__THE EXERCISE__
Please reproduce the forum thread on files versus databases word for word, between "OK, that's one" and "likely be faster.", inclusive.
--- TEXT TO READ ---
Arne Vajhøj · Aug 28, 2011

OK, that's one line of attack, but I'm trying to get all points of
view. Since there will be hundreds of thousands of files per
transaction period, I'm thinking the I/O access will waste too much
time--is SQL faster? That is, if you have 100000 pieces of info in a
database, querying it will be faster (my supposition) than loading
100000 XML (or .CSV, or .txt) files?

The database will most likely be faster.

Opening files is a relative expensive operation.

Arne

Arne Vajhøj · Aug 28, 2011

I have a text file that has five pieces of information in it per
line: ASCII text and numbers delimited by commas and a line break on
each line.

What is the best way to organize this data so I can analyse it? The
files are hundreds of MB large, so loading them all into memory via
XML is impractical (I think--or is it? I have a 32 bit system with 4
GB RAM). Better to read them "serially" using XML? Or better to set
up a database that can be queried?
--- DATA SHOWN ---
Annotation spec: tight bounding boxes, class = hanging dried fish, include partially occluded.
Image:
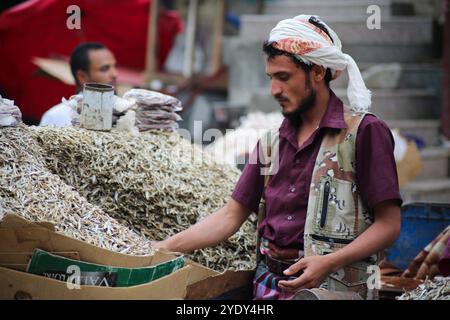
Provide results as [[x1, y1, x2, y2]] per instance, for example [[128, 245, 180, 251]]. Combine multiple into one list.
[[29, 127, 256, 271]]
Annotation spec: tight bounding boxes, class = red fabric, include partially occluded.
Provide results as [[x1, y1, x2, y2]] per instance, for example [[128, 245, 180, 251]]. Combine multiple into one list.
[[0, 0, 183, 120]]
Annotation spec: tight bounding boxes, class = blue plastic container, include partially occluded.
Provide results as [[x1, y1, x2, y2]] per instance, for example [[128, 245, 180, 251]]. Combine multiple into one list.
[[386, 202, 450, 269]]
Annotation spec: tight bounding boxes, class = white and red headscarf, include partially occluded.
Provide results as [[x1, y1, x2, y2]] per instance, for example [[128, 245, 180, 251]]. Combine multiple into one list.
[[269, 15, 371, 112]]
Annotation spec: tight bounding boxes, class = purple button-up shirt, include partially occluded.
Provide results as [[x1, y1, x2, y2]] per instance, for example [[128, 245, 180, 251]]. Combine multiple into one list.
[[231, 91, 402, 249]]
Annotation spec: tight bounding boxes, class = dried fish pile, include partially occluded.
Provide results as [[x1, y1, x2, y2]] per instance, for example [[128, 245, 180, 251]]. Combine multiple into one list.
[[31, 127, 256, 271], [0, 125, 152, 255], [397, 277, 450, 300], [123, 89, 182, 131]]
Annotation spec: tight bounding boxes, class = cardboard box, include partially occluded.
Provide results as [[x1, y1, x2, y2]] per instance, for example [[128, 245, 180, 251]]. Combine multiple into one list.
[[0, 214, 254, 300], [185, 261, 255, 300], [0, 215, 191, 300]]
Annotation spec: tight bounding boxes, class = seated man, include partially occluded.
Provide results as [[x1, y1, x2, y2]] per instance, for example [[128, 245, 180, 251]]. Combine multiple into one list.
[[40, 42, 117, 127]]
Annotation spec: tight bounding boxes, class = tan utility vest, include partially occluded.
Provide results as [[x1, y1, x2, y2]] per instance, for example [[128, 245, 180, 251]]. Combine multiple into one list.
[[258, 107, 378, 299]]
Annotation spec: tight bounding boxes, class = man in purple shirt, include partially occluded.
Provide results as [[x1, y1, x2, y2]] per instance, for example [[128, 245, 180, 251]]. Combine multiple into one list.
[[155, 16, 402, 299]]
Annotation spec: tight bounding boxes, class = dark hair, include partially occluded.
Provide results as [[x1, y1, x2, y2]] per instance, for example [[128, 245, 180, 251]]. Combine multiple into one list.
[[70, 42, 107, 86], [263, 41, 332, 87]]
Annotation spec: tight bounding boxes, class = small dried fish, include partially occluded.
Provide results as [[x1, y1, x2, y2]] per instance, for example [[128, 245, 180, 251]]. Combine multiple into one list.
[[28, 127, 256, 271], [396, 277, 450, 300], [0, 124, 153, 255]]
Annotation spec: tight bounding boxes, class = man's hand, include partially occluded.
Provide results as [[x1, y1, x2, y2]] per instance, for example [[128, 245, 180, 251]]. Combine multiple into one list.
[[278, 254, 334, 292]]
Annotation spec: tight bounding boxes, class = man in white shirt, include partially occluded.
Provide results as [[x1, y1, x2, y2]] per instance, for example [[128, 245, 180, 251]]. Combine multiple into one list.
[[39, 42, 117, 127]]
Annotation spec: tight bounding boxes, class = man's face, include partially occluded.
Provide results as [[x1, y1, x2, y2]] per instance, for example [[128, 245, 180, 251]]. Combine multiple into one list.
[[82, 49, 117, 86], [266, 55, 316, 122]]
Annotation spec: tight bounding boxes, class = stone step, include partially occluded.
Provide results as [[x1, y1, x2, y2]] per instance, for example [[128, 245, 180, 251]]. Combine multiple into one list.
[[265, 0, 391, 21], [416, 147, 450, 181], [342, 43, 436, 63], [240, 15, 432, 46], [334, 89, 439, 120], [386, 120, 440, 146], [249, 89, 438, 120], [400, 178, 450, 203], [331, 62, 442, 89]]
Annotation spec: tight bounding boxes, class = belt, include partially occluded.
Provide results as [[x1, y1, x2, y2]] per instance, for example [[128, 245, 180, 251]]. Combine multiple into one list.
[[261, 254, 303, 277]]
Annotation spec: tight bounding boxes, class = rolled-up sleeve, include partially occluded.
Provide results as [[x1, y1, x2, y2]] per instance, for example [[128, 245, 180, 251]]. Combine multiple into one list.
[[356, 115, 402, 209], [231, 143, 264, 213]]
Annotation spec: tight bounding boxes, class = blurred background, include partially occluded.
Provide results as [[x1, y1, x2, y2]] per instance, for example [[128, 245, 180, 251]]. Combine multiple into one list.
[[0, 0, 450, 202]]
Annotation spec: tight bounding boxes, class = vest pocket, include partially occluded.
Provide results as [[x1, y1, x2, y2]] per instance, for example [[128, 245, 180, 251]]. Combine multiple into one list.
[[312, 176, 362, 241]]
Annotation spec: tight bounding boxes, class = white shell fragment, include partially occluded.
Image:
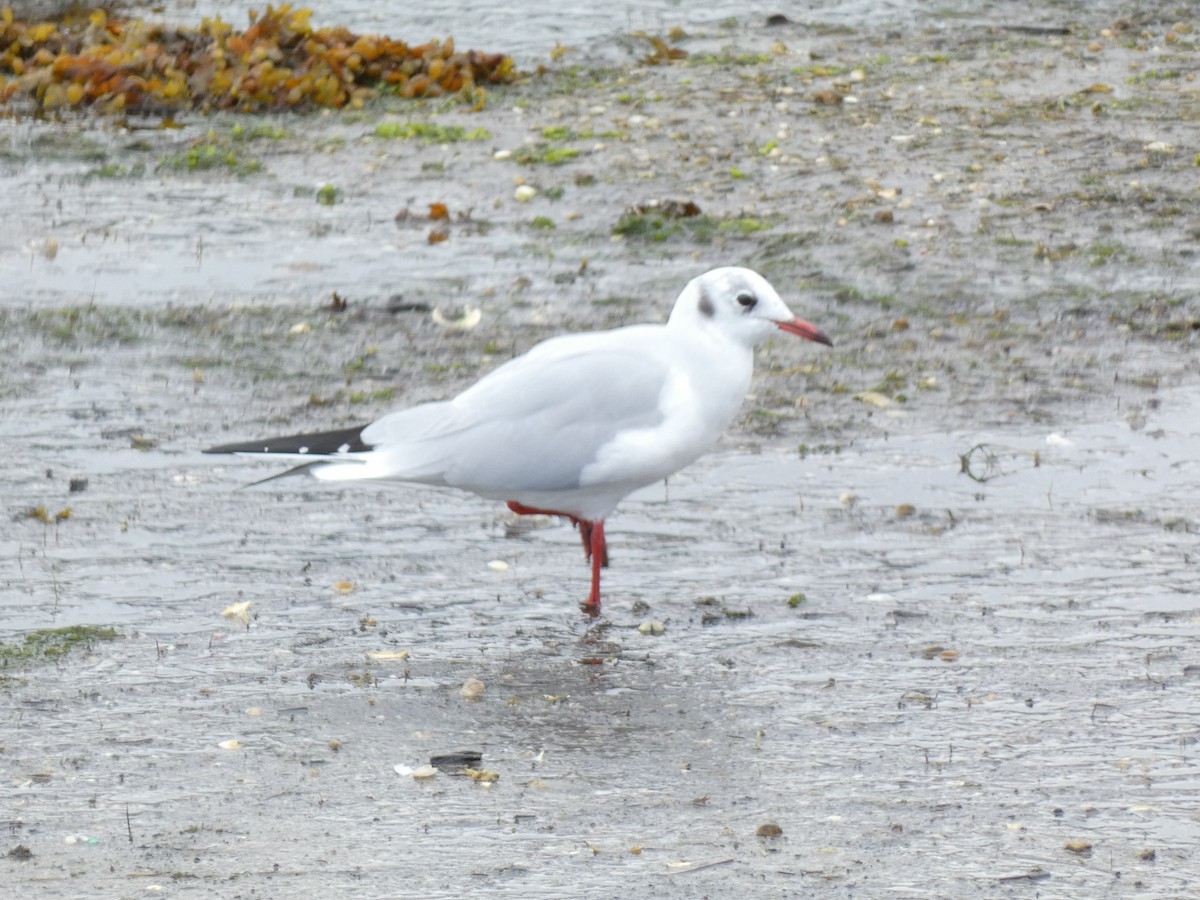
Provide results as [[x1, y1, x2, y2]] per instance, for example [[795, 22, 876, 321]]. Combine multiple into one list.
[[221, 600, 251, 625], [458, 678, 487, 700], [433, 306, 484, 331], [367, 650, 408, 662]]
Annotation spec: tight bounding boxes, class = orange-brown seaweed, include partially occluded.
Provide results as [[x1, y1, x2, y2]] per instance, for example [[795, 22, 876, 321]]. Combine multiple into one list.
[[0, 4, 515, 113]]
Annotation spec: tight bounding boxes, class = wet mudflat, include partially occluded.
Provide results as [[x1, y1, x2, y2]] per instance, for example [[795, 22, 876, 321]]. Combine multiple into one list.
[[0, 7, 1200, 898]]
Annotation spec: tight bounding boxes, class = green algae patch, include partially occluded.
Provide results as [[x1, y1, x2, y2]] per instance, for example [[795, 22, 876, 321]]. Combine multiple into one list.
[[0, 625, 118, 668]]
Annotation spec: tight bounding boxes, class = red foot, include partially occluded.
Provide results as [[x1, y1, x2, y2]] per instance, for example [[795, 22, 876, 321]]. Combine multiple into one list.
[[509, 500, 608, 614]]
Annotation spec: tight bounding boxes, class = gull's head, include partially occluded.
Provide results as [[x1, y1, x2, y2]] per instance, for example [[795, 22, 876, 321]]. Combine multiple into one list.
[[670, 266, 833, 347]]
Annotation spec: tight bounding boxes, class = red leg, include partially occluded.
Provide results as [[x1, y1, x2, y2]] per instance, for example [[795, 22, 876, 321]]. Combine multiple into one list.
[[583, 518, 608, 613], [509, 500, 608, 612]]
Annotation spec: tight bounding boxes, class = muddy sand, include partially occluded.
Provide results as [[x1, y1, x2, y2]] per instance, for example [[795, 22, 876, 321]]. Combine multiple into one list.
[[0, 6, 1200, 898]]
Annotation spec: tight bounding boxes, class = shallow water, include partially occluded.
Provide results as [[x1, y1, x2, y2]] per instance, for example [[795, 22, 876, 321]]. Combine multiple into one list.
[[0, 7, 1200, 898], [4, 374, 1200, 896]]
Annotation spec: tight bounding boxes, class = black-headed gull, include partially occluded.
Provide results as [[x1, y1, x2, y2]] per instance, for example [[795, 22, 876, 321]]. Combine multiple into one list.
[[205, 268, 832, 612]]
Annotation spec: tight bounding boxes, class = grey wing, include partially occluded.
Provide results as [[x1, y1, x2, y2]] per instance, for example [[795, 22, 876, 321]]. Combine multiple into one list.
[[362, 336, 670, 496]]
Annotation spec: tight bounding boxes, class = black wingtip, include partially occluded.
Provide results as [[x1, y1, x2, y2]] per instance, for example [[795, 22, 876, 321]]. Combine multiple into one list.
[[203, 425, 371, 456]]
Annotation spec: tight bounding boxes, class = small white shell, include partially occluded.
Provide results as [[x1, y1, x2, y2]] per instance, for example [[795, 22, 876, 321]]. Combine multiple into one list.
[[433, 306, 484, 331]]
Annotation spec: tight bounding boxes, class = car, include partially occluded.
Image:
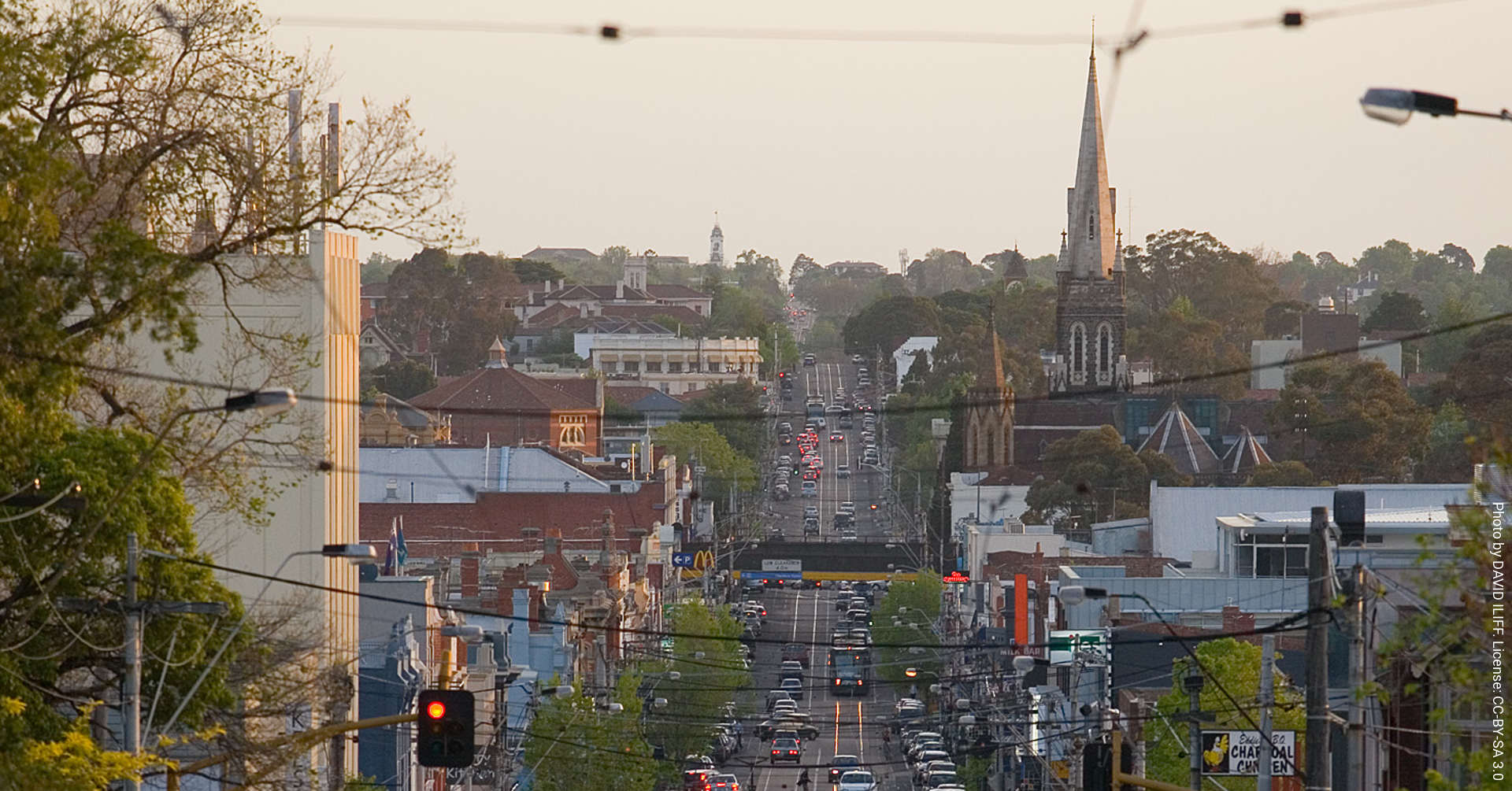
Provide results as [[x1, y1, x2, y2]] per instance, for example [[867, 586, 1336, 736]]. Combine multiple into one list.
[[771, 738, 803, 763], [830, 755, 860, 783], [836, 770, 877, 791]]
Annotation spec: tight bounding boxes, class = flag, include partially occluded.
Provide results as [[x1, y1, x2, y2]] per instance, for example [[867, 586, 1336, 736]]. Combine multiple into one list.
[[383, 525, 399, 576]]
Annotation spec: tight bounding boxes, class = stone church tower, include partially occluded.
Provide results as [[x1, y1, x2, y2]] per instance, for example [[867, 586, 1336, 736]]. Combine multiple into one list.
[[962, 313, 1013, 471], [1045, 51, 1129, 394], [709, 212, 724, 266]]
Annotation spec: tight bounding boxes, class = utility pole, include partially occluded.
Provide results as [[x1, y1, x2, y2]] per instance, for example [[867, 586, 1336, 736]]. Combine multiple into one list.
[[57, 532, 228, 791], [121, 532, 142, 791], [1255, 634, 1276, 791], [1347, 563, 1366, 788], [1182, 664, 1203, 791], [1305, 505, 1333, 791]]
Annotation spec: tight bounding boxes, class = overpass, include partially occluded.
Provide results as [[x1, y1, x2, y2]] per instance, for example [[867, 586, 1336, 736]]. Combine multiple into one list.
[[682, 538, 917, 581]]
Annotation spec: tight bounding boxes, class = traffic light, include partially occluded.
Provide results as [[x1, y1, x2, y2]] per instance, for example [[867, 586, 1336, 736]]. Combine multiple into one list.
[[416, 689, 473, 768]]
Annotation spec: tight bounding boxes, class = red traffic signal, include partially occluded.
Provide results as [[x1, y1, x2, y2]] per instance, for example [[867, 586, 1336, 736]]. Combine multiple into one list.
[[414, 689, 473, 768]]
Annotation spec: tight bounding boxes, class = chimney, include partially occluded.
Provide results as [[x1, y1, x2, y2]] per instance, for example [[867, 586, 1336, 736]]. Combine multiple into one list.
[[461, 552, 482, 599]]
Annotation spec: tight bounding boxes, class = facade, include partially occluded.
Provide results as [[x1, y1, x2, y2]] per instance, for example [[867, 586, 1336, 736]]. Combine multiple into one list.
[[1047, 53, 1129, 394], [892, 336, 940, 387], [588, 336, 762, 395], [410, 340, 603, 455], [709, 212, 724, 266]]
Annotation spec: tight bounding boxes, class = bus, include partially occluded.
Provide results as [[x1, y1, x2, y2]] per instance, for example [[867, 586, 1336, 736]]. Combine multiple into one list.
[[828, 646, 871, 696]]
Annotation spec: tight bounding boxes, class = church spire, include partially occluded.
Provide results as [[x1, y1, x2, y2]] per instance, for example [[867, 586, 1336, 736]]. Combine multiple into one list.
[[1066, 47, 1116, 279]]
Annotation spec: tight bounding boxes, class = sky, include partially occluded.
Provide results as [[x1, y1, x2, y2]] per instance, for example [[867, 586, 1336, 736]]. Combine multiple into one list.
[[260, 0, 1512, 271]]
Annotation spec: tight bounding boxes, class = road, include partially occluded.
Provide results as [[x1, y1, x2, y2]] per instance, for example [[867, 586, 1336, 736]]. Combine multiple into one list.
[[771, 361, 886, 542], [724, 589, 912, 791]]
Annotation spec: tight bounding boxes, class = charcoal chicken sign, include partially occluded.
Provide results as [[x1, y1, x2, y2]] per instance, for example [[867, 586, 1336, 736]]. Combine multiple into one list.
[[1202, 730, 1297, 778]]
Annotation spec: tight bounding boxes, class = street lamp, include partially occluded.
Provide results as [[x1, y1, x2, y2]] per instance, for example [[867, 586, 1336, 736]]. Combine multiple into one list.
[[143, 544, 378, 734], [1359, 87, 1512, 125]]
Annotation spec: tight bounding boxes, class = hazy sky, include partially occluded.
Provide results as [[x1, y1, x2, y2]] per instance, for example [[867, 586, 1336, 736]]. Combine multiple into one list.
[[261, 0, 1512, 268]]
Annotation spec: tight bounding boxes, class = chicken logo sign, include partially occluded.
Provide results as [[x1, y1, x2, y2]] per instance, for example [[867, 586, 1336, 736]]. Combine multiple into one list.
[[1202, 730, 1297, 778]]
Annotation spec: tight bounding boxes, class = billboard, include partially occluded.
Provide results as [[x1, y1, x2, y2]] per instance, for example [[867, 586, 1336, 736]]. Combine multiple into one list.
[[1202, 730, 1297, 778]]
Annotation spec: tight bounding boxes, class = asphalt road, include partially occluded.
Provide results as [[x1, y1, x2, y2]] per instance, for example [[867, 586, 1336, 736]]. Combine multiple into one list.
[[724, 589, 912, 791], [771, 361, 886, 542]]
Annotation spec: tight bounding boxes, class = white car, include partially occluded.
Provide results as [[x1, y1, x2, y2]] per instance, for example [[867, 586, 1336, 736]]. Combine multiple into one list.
[[839, 770, 877, 791]]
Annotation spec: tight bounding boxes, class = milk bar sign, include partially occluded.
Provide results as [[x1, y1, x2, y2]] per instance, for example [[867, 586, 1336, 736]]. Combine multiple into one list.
[[1202, 730, 1297, 778]]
---
__RESULT OF THE TASK__
OK, that's one line of attack, but I'm trying to get all points of
view. Since there will be hundreds of thousands of files per
transaction period, I'm thinking the I/O access will waste too much
time--is SQL faster? That is, if you have 100000 pieces of info in a
database, querying it will be faster (my supposition) than loading
100000 XML (or .CSV, or .txt) files?

The database will most likely be faster.